[Point-based annotation data]
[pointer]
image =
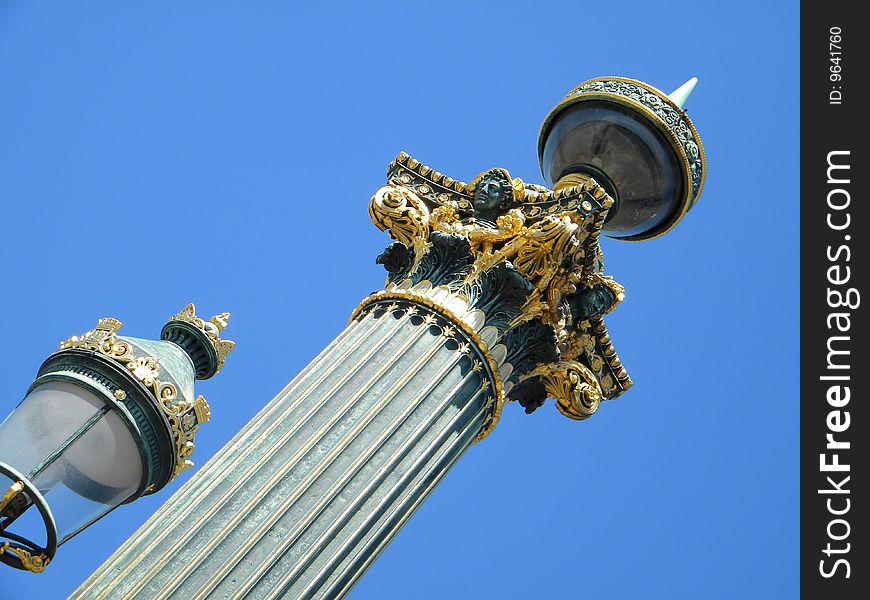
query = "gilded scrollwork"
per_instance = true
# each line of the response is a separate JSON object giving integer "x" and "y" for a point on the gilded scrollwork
{"x": 184, "y": 418}
{"x": 528, "y": 259}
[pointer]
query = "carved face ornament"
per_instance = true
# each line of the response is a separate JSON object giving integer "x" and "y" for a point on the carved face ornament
{"x": 493, "y": 192}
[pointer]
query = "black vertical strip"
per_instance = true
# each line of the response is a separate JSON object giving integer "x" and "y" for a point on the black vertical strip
{"x": 834, "y": 332}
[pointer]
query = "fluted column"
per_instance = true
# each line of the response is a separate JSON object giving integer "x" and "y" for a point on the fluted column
{"x": 494, "y": 294}
{"x": 310, "y": 491}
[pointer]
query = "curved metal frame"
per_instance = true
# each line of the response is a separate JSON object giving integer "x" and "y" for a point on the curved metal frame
{"x": 43, "y": 555}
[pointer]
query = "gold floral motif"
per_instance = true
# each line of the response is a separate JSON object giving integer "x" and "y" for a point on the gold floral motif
{"x": 184, "y": 418}
{"x": 211, "y": 328}
{"x": 549, "y": 236}
{"x": 573, "y": 386}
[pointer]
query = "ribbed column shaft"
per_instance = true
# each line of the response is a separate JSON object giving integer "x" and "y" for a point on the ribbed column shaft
{"x": 301, "y": 501}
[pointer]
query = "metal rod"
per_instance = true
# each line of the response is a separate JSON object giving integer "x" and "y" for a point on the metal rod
{"x": 69, "y": 442}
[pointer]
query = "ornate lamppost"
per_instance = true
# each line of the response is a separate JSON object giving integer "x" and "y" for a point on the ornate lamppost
{"x": 108, "y": 419}
{"x": 495, "y": 293}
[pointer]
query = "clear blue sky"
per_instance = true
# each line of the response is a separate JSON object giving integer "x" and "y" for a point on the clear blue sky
{"x": 153, "y": 154}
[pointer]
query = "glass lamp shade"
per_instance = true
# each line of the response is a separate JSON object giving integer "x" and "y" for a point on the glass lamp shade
{"x": 75, "y": 450}
{"x": 636, "y": 143}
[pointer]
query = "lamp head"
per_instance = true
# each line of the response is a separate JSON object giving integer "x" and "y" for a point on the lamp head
{"x": 635, "y": 141}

Problem requirements:
Except for the pictures, reproduce every line exactly.

Full output:
[pointer]
image =
query = "gilded scrollwork"
per_instance = true
# each line of the response is a separate JSON object giving integer "x" and "y" for a point on the gilded scrollwork
{"x": 184, "y": 418}
{"x": 528, "y": 259}
[pointer]
query = "carved face ornament"
per_instance = true
# each line of the response is a separate JSON object giving integer "x" and "y" for a point on the carved face ornament
{"x": 493, "y": 192}
[pointer]
query = "black vertical strip"
per_instance = true
# each line of the response is a separate JSON object giving integer "x" and "y" for a point on the black vertical strip
{"x": 834, "y": 332}
[pointer]
query = "fluted column"
per_instance = true
# each line of the response is a separate JSON object giving integer "x" and "y" for a point on the fluted column
{"x": 494, "y": 294}
{"x": 310, "y": 491}
[pointer]
query = "curved metal frame"
per_instance = true
# each line of the response is a separate JSON object giving integer "x" and "y" for a point on the curved metal frame
{"x": 43, "y": 555}
[pointer]
query = "gold floral motif"
per_instance = true
# each line of the response is a separate JSON object giving integer "x" and "y" for a point on the gold floral motif
{"x": 184, "y": 418}
{"x": 211, "y": 328}
{"x": 549, "y": 236}
{"x": 573, "y": 386}
[pointer]
query = "ribbed column shaft"
per_instance = true
# each line of the response is a separate JSON object giving integer "x" and "y" for a point on the ribbed column shaft
{"x": 301, "y": 501}
[pointer]
query = "metal rod"
per_instance = true
# each line of the response is a separate JSON object giving integer "x" and "y" for a point on the metal rod
{"x": 69, "y": 442}
[pointer]
query = "ornate lamppost"
per_instance = true
# each line of the response is a separate JSON object giving integer "x" and "y" for a point on the ornate lamppost
{"x": 108, "y": 419}
{"x": 495, "y": 293}
[pointer]
query = "clear blue sky"
per_instance = true
# each line of the response is a separate JSON object giving integer "x" and "y" for a point on the clear blue sky
{"x": 153, "y": 154}
[pointer]
query = "glass lamp shade"
per_instance = true
# each line of the response is a separate JSON object giving integer "x" and "y" for a point on the glass lamp shade
{"x": 75, "y": 450}
{"x": 636, "y": 143}
[pointer]
query = "lamp head"
per_instance = true
# each line of the response is a separate JSON object giving integer "x" and "y" for a point on the lamp head
{"x": 635, "y": 141}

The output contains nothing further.